**** Page text

= Theft by finding =

Taking an unattended object without checking if it is genuinely abandoned

In criminal and property law, theft by finding occurs when someone chances upon an object which seems abandoned and takes possession of the object, but fails to take steps to establish whether the object is genuinely abandoned and not merely lost or unattended before taking it for themselves. In some jurisdictions, the crime is called "larceny by finding" or "stealing by finding".

== By nation ==

=== England and Wales ===

In England and Wales, a theft occurs when there is a dishonest appropriation of property belonging to another with the intention to permanently deprive. This definition can therefore include property that is found, whether abandoned or incorrectly delivered, where the finder does not take appropriate steps to return it to the lawful owner. Commonly it was accepted in the UK that property is handed in to a police station for repatriation, unless the finder can locate the owner directly – such as returning a credit-card to a branch of the issuing bank, or sending a driving-licence back to the DVLA. However, due to limited resource police forces in the United Kingdom no longer handle lost property and direct finders to private web sites and organisations, with a few explicitly stated exceptions relating to illegal materials, significant amounts of cash, high value items or items with significant personally identifying information.

The finder of lost property acquires a possessory right by taking physical control of the property, but does not necessarily have ownership of the property. The finder must take reasonable steps to locate the owner. If the finder shows that reasonable steps to find the owner have been taken then the finder may establish that the required mens rea for theft, the intention to deprive the owner permanently, is absent.

********
**** Record excerpts

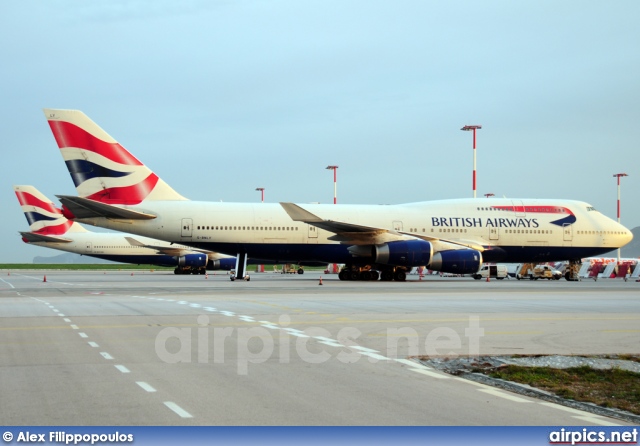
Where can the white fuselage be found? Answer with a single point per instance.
(515, 230)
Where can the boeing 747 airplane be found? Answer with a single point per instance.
(117, 191)
(49, 228)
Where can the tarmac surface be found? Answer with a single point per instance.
(153, 348)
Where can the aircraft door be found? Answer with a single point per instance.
(187, 227)
(519, 209)
(567, 232)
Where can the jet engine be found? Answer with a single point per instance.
(457, 261)
(407, 253)
(193, 260)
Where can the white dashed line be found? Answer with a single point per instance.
(595, 420)
(504, 395)
(145, 386)
(177, 409)
(431, 374)
(411, 363)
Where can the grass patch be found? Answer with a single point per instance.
(614, 388)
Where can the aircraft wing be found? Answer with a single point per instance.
(86, 208)
(168, 250)
(33, 237)
(349, 233)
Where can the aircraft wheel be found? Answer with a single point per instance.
(400, 275)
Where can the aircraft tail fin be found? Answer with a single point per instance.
(43, 216)
(103, 170)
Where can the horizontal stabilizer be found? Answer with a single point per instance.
(33, 237)
(85, 208)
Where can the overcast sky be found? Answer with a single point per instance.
(221, 97)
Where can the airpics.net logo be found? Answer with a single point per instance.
(587, 436)
(313, 345)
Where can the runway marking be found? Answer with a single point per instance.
(295, 332)
(145, 386)
(411, 363)
(177, 409)
(364, 349)
(268, 324)
(591, 419)
(501, 394)
(431, 374)
(375, 356)
(619, 331)
(7, 283)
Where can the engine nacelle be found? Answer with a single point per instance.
(457, 261)
(225, 264)
(193, 260)
(407, 253)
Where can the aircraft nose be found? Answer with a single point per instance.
(628, 236)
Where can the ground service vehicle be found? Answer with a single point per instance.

********

→ Challenge 1
Rewrite the paragraph of the theft-by-finding article that begins "The finder of lost property acquires" as a short bulleted list that keeps its main facts.
→ Challenge 2
Write the next part of the theft-by-finding article, picking up right after its last sentence.

→ Written reply 1
- Taking physical control of lost property gives the finder a possessory right, though not necessarily ownership.
- The finder must take reasonable steps to locate the owner.
- If the finder shows those steps were taken, this may establish that the mens rea for theft, the intention to permanently deprive the owner, is absent.

→ Written reply 2
Some have argued that finding should not be a province for the criminal law system but that any dispute as to ownership be left to resolution via a civil suit. Others have argued that the jurisprudence gives rise to legal fictions and strained reasoning which has attracted divergent statutory law reform in different jurisdictions.

In discussing the history of finding, Alice Tay collected some cases (at footnote 36) where a finder raised an unsuccessful defence to larceny on the grounds that the circumstances of finding were such that no inquiry as to the true owner was required:

- Lamb's Case (1694) 2 East, P. C. (London, 1803) 664 (driver of hackney carriage keeping articles and cases left behind by passengers)
- Wynne's Case (1786) 1 Leach 413, 168 E. R. 308, 2 East, P. C. 664 (facts as in Lamb's Case)
- R. v. Pope (1834) 6 C. & P. 346, 172 E. R. 1270 (prisoner picking up hat after brawl in passage of public house)
- R. v. Kerr (1837) 8 C. & P. 176, 173 E. R. 449 (servant keeping money picked up in passage of master's dwelling-house)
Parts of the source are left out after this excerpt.